* Data for the task
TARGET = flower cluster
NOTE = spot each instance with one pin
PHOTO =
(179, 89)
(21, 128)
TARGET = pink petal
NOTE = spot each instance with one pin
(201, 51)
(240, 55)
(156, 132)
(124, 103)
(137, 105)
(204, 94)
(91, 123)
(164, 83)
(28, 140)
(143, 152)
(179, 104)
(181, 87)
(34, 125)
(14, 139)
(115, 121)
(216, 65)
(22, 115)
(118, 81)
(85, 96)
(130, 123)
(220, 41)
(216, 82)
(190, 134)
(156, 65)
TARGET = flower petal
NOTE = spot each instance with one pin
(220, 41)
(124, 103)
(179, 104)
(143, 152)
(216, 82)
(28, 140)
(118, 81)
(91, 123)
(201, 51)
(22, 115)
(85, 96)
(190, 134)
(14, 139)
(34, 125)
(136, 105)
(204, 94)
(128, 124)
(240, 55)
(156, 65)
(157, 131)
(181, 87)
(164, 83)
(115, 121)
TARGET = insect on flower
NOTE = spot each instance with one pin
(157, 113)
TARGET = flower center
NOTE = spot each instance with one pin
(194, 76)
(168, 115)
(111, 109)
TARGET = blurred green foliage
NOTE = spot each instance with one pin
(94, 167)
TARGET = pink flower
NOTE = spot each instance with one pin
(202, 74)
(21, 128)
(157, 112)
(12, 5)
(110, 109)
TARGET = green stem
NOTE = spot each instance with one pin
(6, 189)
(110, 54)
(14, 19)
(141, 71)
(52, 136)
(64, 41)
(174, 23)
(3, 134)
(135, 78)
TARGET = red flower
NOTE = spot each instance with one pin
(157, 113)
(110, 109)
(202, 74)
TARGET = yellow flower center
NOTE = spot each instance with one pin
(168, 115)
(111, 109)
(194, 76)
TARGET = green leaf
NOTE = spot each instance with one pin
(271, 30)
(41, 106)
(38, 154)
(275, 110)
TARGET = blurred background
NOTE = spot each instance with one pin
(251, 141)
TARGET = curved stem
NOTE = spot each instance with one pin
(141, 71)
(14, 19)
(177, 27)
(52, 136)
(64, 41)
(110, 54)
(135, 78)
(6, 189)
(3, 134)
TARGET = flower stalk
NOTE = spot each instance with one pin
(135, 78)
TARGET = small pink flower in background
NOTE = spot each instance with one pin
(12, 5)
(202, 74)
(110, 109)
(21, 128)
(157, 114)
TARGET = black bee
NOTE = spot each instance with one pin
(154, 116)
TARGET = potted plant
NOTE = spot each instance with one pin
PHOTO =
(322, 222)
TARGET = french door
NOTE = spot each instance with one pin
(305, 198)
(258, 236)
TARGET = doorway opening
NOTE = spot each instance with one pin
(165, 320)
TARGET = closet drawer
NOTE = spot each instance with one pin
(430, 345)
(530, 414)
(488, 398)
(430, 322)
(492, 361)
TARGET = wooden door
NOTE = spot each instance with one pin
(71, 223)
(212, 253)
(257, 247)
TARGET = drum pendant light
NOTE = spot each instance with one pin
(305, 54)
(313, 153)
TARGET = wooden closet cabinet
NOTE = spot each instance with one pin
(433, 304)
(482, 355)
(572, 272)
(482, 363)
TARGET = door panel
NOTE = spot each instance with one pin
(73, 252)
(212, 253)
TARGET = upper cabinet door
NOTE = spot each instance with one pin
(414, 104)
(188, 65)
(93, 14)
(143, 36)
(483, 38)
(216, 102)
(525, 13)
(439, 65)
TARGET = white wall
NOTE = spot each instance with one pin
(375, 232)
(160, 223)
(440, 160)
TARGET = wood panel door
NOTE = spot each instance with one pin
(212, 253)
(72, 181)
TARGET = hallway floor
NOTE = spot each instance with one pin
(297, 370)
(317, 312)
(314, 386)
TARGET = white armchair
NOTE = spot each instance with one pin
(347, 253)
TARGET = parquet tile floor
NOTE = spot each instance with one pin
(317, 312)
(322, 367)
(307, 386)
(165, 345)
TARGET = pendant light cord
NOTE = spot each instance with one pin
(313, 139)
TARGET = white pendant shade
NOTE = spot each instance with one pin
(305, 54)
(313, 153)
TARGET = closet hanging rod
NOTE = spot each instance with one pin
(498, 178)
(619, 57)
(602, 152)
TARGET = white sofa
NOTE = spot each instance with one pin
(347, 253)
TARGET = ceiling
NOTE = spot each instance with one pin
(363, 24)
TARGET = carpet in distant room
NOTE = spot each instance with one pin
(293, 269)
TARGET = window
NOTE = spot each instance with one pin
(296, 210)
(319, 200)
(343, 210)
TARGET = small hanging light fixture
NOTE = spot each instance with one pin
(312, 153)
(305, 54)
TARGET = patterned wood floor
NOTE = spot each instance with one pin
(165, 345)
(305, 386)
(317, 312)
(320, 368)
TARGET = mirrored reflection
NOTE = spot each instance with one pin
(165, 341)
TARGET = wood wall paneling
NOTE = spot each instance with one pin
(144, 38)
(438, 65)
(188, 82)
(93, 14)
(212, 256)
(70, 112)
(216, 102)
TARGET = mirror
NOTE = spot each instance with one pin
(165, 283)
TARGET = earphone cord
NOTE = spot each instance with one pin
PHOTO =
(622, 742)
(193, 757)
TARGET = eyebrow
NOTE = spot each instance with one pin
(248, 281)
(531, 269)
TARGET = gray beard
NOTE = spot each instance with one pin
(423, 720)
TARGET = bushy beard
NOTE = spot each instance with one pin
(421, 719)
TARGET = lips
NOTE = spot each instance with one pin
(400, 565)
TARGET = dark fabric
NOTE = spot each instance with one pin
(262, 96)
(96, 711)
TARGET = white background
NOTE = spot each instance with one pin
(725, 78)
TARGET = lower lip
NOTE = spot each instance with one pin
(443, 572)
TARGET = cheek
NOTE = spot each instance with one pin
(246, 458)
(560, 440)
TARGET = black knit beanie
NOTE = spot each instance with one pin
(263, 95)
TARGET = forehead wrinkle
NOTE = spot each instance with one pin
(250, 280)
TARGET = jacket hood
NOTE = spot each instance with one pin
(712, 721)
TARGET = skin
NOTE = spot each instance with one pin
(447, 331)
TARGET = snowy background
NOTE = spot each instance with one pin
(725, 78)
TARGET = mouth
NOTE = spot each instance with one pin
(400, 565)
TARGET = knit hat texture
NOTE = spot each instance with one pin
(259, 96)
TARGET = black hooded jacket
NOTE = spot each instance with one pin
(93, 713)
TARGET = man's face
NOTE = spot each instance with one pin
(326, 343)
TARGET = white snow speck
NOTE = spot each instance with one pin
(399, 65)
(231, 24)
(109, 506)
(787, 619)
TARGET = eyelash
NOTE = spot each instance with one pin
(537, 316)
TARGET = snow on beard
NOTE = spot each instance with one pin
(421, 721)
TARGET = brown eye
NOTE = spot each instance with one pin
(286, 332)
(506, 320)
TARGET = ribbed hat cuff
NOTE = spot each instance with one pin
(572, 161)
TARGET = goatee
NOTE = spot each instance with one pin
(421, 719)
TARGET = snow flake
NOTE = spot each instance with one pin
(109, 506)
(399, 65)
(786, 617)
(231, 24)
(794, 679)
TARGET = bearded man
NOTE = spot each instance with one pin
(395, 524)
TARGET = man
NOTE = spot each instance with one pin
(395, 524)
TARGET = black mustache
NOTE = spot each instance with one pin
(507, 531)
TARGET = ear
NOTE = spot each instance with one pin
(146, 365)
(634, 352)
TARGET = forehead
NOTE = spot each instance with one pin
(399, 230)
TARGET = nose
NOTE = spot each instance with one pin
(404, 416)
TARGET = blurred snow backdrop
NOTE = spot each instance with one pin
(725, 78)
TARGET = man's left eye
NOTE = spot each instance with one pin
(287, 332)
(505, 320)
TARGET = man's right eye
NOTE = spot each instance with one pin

* What is being asked
The answer should be the complete set of records, printed exactly.

* Written solution
TARGET = flower cluster
NOTE = spot each instance with one pin
PHOTO =
(179, 89)
(21, 128)
TARGET = pink petal
NOTE = spot each instance with one pin
(201, 51)
(240, 55)
(156, 132)
(124, 103)
(137, 105)
(204, 94)
(91, 123)
(164, 83)
(28, 140)
(143, 152)
(179, 104)
(181, 87)
(34, 125)
(14, 139)
(115, 121)
(216, 65)
(22, 115)
(118, 81)
(85, 96)
(130, 123)
(220, 41)
(216, 82)
(190, 134)
(156, 65)
TARGET = flower petal
NOTE = spot each instance with one pin
(220, 41)
(124, 103)
(179, 104)
(143, 152)
(216, 82)
(28, 140)
(118, 81)
(91, 123)
(201, 51)
(22, 115)
(85, 96)
(190, 134)
(14, 139)
(34, 125)
(136, 105)
(204, 94)
(128, 124)
(240, 55)
(156, 65)
(157, 131)
(181, 87)
(164, 83)
(115, 121)
TARGET = insect on flower
NOTE = spot each instance with one pin
(157, 113)
TARGET = flower center
NOTE = spot each instance with one pin
(194, 76)
(168, 115)
(111, 109)
TARGET = blurred green foliage
NOTE = spot each instance with one pin
(94, 167)
TARGET = pink flower
NOTE = spot each instance with one pin
(202, 74)
(21, 128)
(157, 112)
(12, 5)
(110, 109)
TARGET = green stem
NOTE = spot each instance with one pin
(6, 189)
(110, 54)
(14, 19)
(141, 71)
(52, 136)
(64, 41)
(174, 23)
(3, 134)
(135, 78)
TARGET = red flower
NOTE = spot each instance with one pin
(157, 113)
(110, 109)
(202, 74)
TARGET = yellow flower center
NOTE = spot each instance with one pin
(168, 115)
(111, 109)
(194, 76)
TARGET = green leaf
NOTE = spot each instance with one pin
(271, 30)
(41, 106)
(38, 154)
(275, 110)
TARGET = blurred background
NOTE = spot each instance with one pin
(251, 141)
TARGET = curved stem
NOTE = spot each instance with one pin
(141, 71)
(14, 19)
(177, 27)
(52, 136)
(64, 41)
(110, 54)
(135, 78)
(6, 189)
(3, 134)
TARGET = flower stalk
NOTE = spot each instance with one pin
(135, 78)
TARGET = small pink flower in background
NOTE = spot each instance with one pin
(12, 5)
(202, 74)
(110, 109)
(21, 128)
(157, 114)
TARGET = black bee
NOTE = spot each instance with one pin
(154, 116)
TARGET = potted plant
NOTE = spot each instance with one pin
PHOTO =
(322, 222)
TARGET = french door
NOTE = spot each instance with one pin
(305, 198)
(258, 236)
TARGET = doorway opening
NOTE = spot each instance with one pin
(165, 320)
TARGET = closet drawer
NOTE = spot each instance with one pin
(430, 345)
(530, 414)
(488, 398)
(430, 322)
(492, 361)
TARGET = wooden door
NOTE = spot each instance with one pin
(71, 223)
(212, 253)
(257, 247)
TARGET = drum pendant light
NOTE = spot each instance with one pin
(305, 54)
(313, 153)
TARGET = wooden closet cabinet
NOTE = spot each instance with one pin
(433, 304)
(482, 355)
(572, 272)
(482, 363)
TARGET = door panel
NOTE = spot each instance with one pin
(73, 252)
(212, 253)
TARGET = upper cabinet door
NOTE = spot each instance with one pin
(414, 104)
(188, 65)
(93, 14)
(143, 36)
(483, 38)
(216, 102)
(525, 13)
(439, 65)
TARGET = white wall
NOTE = spot each instance with one pin
(375, 232)
(160, 223)
(440, 160)
TARGET = wood panel door
NOTE = spot each instance with one pin
(212, 253)
(72, 181)
TARGET = hallway floor
NOTE = spot each instance with one pin
(297, 370)
(317, 312)
(314, 386)
TARGET = white armchair
NOTE = spot each instance with one pin
(347, 253)
TARGET = parquet tile floor
NOTE = spot each instance with one pin
(317, 312)
(322, 367)
(307, 386)
(165, 345)
TARGET = pendant light cord
NOTE = spot each instance with one pin
(313, 139)
TARGET = white pendant shade
NOTE = spot each instance with one pin
(305, 54)
(313, 153)
TARGET = closet hanging rod
NOTE = spot each instance with one pin
(498, 178)
(619, 57)
(602, 152)
TARGET = white sofa
NOTE = spot each instance with one pin
(347, 253)
TARGET = ceiling
NOTE = spot each instance with one pin
(363, 24)
TARGET = carpet in distant room
NOTE = spot each instance with one pin
(293, 269)
TARGET = window
NOTE = spot each instance with one pin
(296, 210)
(319, 200)
(343, 210)
TARGET = small hanging light fixture
NOTE = spot each instance with one pin
(312, 153)
(305, 54)
TARGET = patterned wood floor
NOTE = spot each instance with one pin
(165, 345)
(305, 386)
(317, 312)
(320, 368)
TARGET = mirrored reflection
NOTE = spot each instance with one pin
(165, 341)
TARGET = wood wall paneling
NOTE = spot each instance with one pin
(144, 38)
(438, 65)
(188, 82)
(93, 14)
(212, 256)
(70, 112)
(216, 102)
TARGET = mirror
NOTE = spot each instance with one pin
(165, 283)
TARGET = earphone cord
NOTE = spot each instance with one pin
PHOTO =
(622, 742)
(193, 757)
TARGET = eyebrow
NOTE = spot each instance with one pin
(248, 281)
(531, 269)
TARGET = gray beard
NOTE = spot each instance with one pin
(423, 720)
TARGET = bushy beard
NOTE = spot each instance with one pin
(421, 719)
TARGET = lips
NOTE = spot each instance with one pin
(400, 565)
TARGET = dark fabric
NOTE = spot each instance with one pin
(262, 96)
(96, 711)
TARGET = white background
NOTE = spot each instance with one pin
(725, 78)
TARGET = lower lip
NOTE = spot each instance with one pin
(443, 572)
TARGET = cheek
NOTE = spot each instance with one pin
(246, 458)
(560, 440)
TARGET = black knit beanie
NOTE = spot each instance with one pin
(263, 95)
TARGET = forehead wrinkle
NOTE = spot each instance with one pin
(250, 280)
TARGET = jacket hood
NOTE = spot each instance with one pin
(712, 721)
TARGET = skin
NOTE = spot each instance with one pin
(447, 331)
TARGET = snowy background
NOTE = spot each instance with one pin
(725, 78)
TARGET = mouth
NOTE = spot each instance with one pin
(400, 565)
TARGET = knit hat texture
NOTE = spot each instance with one pin
(259, 96)
TARGET = black hooded jacket
NOTE = spot each instance with one pin
(93, 713)
TARGET = man's face
NOTE = spot each instance with one pin
(326, 343)
TARGET = white snow speck
NOTE = spot each instance with one pin
(399, 65)
(231, 24)
(109, 506)
(787, 619)
TARGET = eyelash
NOTE = spot each instance with one pin
(537, 316)
TARGET = snow on beard
NOTE = spot each instance with one pin
(421, 721)
TARGET = brown eye
NOTE = spot each instance with one pin
(286, 332)
(506, 320)
TARGET = ribbed hat cuff
NOTE = spot each instance with one pin
(572, 161)
TARGET = goatee
NOTE = spot each instance with one pin
(421, 719)
TARGET = snow flake
NOTE = spot each instance with one pin
(109, 506)
(399, 65)
(786, 617)
(231, 24)
(794, 679)
TARGET = bearded man
NOTE = spot each instance with one pin
(395, 524)
TARGET = man
NOTE = spot each instance with one pin
(395, 524)
TARGET = black mustache
NOTE = spot each instance with one pin
(507, 531)
TARGET = ear
NOTE = spot each instance with one pin
(146, 365)
(634, 352)
TARGET = forehead
NOTE = spot each instance with one pin
(399, 230)
TARGET = nose
NOTE = spot each instance with one pin
(404, 416)
TARGET = blurred snow backdrop
NOTE = spot each instance with one pin
(725, 78)
TARGET = man's left eye
NOTE = spot each instance with one pin
(287, 332)
(505, 320)
TARGET = man's right eye
NOTE = spot each instance with one pin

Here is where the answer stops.